>>>

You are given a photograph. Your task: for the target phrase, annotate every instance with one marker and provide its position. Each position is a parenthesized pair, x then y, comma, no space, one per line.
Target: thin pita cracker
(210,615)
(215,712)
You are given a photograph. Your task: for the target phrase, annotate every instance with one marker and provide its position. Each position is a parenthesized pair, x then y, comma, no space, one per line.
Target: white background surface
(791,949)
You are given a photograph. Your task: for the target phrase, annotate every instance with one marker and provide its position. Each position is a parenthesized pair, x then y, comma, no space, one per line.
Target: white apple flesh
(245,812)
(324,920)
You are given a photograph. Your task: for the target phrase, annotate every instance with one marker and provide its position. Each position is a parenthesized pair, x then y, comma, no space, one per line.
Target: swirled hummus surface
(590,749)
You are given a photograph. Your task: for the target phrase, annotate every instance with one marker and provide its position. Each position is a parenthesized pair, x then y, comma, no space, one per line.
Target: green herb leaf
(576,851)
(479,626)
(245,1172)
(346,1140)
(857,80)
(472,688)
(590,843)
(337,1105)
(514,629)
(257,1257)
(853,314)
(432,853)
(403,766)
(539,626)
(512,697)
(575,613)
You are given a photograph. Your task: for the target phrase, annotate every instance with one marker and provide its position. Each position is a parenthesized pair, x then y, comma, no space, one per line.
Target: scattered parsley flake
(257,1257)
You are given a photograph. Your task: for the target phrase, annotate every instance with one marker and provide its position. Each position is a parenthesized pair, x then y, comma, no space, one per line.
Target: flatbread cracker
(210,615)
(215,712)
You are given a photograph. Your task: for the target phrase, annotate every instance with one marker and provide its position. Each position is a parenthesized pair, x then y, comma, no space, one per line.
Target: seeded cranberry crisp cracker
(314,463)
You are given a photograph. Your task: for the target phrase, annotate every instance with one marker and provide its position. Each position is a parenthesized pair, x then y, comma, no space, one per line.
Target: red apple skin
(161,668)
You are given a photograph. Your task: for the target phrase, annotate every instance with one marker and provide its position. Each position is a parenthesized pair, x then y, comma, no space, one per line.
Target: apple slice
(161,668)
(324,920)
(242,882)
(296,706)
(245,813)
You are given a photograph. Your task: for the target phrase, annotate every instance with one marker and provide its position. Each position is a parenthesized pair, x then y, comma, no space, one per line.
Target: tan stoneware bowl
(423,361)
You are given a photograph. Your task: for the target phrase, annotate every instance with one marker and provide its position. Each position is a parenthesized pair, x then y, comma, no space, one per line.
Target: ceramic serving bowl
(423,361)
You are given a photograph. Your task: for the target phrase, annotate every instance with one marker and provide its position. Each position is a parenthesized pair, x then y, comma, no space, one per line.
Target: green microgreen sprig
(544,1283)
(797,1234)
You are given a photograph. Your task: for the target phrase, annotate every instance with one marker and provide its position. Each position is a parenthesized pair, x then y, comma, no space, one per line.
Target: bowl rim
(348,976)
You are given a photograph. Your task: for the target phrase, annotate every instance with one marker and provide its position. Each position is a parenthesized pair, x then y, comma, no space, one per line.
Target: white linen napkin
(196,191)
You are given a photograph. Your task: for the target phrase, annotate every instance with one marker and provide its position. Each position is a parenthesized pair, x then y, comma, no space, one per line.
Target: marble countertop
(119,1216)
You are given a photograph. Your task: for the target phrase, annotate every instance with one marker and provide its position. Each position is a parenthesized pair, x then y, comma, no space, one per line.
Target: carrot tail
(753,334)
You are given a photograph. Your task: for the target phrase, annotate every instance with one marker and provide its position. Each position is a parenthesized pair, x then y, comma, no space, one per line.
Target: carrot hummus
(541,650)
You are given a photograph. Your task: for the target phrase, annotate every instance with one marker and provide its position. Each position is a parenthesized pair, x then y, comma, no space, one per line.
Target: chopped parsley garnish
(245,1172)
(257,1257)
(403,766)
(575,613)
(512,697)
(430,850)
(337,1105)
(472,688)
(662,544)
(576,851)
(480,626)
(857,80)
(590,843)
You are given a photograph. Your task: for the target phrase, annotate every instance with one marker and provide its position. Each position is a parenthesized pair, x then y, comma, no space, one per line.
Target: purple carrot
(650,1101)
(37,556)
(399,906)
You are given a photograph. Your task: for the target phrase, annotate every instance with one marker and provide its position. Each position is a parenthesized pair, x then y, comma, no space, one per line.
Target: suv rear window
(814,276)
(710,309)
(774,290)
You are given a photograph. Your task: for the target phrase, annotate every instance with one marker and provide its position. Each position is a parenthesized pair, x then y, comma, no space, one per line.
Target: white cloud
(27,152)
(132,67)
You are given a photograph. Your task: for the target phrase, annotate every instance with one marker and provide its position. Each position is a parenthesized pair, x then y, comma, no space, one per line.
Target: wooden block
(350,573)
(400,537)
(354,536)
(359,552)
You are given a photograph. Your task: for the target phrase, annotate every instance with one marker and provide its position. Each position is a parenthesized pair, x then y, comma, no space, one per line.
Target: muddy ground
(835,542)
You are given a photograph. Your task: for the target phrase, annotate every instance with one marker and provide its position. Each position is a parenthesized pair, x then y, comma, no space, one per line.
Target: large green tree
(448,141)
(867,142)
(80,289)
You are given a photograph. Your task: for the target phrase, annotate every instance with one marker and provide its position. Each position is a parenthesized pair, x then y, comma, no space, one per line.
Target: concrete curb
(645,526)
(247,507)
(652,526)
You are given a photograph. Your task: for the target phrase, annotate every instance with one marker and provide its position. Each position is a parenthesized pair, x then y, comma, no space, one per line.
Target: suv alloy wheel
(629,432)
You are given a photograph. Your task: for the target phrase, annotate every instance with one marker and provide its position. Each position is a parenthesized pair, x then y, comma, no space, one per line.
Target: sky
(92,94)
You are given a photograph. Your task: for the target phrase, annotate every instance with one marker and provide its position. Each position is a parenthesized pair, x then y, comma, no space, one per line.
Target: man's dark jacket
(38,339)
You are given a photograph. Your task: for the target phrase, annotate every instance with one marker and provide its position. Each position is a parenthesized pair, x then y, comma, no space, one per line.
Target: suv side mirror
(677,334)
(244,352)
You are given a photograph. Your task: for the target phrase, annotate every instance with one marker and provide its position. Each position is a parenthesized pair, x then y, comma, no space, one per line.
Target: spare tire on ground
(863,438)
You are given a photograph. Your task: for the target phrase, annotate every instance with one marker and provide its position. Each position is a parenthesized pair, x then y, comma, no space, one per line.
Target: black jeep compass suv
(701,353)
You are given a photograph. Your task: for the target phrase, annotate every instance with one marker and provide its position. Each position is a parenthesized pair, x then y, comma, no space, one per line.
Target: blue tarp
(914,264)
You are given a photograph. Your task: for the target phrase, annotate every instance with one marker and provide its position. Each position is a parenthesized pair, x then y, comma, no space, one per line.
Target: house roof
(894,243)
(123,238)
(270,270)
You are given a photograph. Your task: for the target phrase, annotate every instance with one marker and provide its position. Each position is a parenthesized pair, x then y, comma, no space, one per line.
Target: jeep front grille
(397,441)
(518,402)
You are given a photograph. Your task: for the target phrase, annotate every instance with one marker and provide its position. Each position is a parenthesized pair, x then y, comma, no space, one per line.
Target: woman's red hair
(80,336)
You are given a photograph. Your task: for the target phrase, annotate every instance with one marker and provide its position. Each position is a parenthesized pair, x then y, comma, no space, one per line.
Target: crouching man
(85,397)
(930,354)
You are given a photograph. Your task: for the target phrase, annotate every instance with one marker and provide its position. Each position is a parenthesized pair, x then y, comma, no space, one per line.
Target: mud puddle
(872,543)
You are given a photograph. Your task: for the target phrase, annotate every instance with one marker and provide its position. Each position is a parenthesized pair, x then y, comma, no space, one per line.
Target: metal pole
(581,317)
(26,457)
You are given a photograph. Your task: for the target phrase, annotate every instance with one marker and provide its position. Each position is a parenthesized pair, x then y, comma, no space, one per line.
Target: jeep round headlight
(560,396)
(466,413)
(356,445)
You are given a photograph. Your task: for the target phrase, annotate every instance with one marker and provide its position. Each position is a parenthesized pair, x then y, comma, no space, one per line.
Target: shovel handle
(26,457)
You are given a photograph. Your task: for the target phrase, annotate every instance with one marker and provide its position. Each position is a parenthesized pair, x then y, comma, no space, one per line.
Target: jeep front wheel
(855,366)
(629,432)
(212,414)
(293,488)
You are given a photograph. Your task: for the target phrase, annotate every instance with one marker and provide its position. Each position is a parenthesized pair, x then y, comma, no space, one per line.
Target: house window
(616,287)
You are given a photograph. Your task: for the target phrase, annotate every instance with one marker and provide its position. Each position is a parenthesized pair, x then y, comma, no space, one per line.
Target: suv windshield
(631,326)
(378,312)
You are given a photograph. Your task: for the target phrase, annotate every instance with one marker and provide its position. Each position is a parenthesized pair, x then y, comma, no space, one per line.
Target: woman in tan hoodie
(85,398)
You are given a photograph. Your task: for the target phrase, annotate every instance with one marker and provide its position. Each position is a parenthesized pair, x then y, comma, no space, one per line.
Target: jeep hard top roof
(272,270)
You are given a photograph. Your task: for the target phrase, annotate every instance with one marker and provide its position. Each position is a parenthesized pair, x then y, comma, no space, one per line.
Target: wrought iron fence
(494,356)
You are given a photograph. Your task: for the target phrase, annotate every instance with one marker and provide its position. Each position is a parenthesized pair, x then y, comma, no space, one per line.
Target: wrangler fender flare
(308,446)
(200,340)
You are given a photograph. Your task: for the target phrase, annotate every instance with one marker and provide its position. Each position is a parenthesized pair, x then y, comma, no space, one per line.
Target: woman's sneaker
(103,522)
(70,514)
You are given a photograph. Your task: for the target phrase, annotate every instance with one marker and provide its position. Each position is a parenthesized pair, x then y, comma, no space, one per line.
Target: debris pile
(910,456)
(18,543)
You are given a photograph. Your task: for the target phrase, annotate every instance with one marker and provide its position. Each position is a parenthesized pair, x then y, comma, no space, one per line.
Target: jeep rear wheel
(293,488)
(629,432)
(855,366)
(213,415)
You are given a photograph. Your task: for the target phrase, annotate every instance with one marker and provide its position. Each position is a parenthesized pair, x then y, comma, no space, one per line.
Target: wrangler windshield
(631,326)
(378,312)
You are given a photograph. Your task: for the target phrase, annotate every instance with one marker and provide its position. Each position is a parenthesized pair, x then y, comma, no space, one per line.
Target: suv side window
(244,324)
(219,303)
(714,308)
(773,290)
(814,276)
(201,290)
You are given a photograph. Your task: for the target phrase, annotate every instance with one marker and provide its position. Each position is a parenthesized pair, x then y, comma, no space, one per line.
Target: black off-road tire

<<<

» **To be done**:
Filter the items to every line that contains the string "apple". Matching is case-sensitive.

» **Answer to this problem**:
Target: white apple flesh
Target: red apple skin
Target: apple slice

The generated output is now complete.